- [Activity] Would you tally how many lines in the records include the word "dress"? Reply with the number only.

Material for this exercise below:

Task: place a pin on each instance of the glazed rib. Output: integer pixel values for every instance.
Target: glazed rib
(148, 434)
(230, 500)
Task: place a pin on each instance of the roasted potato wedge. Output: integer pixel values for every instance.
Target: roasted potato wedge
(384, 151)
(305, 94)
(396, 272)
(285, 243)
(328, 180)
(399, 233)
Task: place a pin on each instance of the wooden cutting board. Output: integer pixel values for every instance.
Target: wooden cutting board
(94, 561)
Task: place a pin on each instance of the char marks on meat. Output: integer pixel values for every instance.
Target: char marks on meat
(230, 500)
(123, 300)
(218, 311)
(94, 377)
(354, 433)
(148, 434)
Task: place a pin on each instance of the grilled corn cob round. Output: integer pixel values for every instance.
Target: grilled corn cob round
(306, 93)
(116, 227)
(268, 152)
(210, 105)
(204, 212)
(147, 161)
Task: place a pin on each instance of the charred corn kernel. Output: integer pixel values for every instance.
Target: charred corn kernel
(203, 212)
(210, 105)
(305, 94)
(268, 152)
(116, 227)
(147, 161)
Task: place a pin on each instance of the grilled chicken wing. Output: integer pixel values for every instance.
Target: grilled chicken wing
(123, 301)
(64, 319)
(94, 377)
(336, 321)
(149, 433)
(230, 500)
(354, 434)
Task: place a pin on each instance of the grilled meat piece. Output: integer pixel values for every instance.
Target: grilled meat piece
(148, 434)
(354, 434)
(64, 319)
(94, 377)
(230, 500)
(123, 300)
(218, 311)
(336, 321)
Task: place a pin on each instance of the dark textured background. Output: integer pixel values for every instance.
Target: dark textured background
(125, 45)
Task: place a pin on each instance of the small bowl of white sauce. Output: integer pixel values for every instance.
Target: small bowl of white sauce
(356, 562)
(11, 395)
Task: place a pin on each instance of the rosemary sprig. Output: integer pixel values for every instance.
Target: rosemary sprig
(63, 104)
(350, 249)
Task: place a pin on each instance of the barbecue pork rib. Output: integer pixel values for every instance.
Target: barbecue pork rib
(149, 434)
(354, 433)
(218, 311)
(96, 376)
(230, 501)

End of Material for this exercise.
Material for this exercise below:

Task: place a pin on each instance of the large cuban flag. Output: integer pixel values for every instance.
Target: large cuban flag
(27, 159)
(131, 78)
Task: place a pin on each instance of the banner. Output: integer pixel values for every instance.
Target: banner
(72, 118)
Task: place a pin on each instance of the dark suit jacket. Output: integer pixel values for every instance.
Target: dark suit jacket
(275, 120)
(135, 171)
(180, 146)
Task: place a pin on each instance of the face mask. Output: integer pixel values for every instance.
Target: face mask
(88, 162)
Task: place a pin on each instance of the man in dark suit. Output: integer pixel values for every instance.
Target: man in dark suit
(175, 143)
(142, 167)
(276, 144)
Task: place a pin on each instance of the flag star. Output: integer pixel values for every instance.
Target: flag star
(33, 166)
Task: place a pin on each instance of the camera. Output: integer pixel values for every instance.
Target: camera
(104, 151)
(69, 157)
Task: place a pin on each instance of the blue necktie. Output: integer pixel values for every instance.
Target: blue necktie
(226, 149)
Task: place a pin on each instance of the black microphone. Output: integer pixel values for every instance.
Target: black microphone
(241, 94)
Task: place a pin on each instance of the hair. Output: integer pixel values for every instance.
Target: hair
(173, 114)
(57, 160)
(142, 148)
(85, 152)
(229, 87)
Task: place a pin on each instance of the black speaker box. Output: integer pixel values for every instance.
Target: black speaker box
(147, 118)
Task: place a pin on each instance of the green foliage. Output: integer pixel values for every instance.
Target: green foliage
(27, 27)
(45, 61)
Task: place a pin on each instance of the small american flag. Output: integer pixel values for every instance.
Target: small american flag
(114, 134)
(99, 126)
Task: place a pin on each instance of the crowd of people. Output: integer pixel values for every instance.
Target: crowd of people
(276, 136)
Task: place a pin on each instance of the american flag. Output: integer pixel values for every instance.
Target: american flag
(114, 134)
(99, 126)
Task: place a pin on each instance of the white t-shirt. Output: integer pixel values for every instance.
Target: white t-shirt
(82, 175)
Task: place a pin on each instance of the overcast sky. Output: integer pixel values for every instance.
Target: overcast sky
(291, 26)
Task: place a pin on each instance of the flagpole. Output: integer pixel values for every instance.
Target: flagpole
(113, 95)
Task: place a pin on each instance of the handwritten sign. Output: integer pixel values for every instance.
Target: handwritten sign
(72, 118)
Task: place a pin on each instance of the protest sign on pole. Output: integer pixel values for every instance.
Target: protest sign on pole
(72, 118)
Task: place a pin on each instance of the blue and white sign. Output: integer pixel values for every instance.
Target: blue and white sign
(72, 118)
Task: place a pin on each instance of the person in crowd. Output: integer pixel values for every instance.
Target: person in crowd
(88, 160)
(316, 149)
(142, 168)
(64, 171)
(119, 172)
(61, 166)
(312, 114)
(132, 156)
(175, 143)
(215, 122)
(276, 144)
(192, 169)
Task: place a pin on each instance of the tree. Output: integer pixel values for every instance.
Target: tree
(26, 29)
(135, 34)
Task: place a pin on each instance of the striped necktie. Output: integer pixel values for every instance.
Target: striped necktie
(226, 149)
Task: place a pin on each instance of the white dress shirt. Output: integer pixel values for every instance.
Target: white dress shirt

End of Material for this exercise.

- [Solution to the exercise] 2